### Passage provided:
Kathy Schiffer - published on 12/04/14

Canadian spokesman breaks news at Detroit gathering.

In less than two weeks, the long-awaited final report on women’s religious orders in the United States will be released.

According to Vatican spokesperson Father Thomas Rosica, a press conference will be held at the Vatican December 16. At that press conference, three American nuns will join Vatican officials to publicly reveal the final report of a five-year investigation of congregations of Catholic sisters in the U.S. The inquiry was initiated in 2009 under now-retired Cardinal Franc Rodé, following concerns by many that some congregations of women religious had become too liberal and had abandoned traditional religious lifestyles.

Speaking at the December 16 press conference will be the prefect of the Vatican’s Congregation for Institute of Consecrated Life and Societies of Apostolic Life, Cardinal João Braz de Aviz, and the Congregation’s secretary, Archbishop José Rodríguez Carballo.

### Data lines:
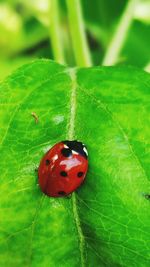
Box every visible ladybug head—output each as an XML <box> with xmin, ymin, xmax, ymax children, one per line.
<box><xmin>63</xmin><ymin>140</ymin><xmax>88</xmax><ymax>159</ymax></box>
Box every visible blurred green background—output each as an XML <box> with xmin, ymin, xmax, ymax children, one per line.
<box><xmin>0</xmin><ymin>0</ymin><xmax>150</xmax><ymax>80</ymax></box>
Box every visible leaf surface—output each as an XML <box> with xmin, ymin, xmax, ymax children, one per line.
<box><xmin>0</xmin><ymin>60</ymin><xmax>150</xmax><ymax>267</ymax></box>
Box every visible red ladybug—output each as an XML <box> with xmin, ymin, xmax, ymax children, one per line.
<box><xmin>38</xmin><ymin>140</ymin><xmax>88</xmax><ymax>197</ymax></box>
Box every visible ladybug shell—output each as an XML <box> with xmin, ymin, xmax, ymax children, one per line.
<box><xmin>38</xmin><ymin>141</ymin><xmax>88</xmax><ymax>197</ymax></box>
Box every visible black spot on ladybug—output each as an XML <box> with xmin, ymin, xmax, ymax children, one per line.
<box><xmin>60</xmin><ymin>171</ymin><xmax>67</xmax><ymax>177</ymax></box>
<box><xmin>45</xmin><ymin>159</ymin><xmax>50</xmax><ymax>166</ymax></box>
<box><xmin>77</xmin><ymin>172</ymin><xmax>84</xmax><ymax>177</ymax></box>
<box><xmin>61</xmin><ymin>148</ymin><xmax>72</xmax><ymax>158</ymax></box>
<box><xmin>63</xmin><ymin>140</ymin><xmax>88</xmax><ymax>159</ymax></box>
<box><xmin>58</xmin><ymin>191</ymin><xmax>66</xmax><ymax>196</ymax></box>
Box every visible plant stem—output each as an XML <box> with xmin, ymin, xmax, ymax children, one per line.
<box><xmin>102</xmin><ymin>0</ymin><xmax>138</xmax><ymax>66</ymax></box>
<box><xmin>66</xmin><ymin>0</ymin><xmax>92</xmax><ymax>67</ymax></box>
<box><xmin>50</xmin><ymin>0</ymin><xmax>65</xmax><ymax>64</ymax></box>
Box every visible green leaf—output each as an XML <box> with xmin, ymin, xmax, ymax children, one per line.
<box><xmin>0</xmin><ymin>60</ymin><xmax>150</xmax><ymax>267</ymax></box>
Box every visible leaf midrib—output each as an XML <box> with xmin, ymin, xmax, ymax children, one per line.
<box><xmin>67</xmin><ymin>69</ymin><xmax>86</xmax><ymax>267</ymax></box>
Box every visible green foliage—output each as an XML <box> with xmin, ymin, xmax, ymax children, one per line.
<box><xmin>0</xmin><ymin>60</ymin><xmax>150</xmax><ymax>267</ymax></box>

### Exercise instructions:
In the article about the Vatican report on women's religious orders, under which cardinal was the investigation of U.S. congregations of Catholic sisters initiated?

### Right answer:
Cardinal Franc Rodé, who is now retired.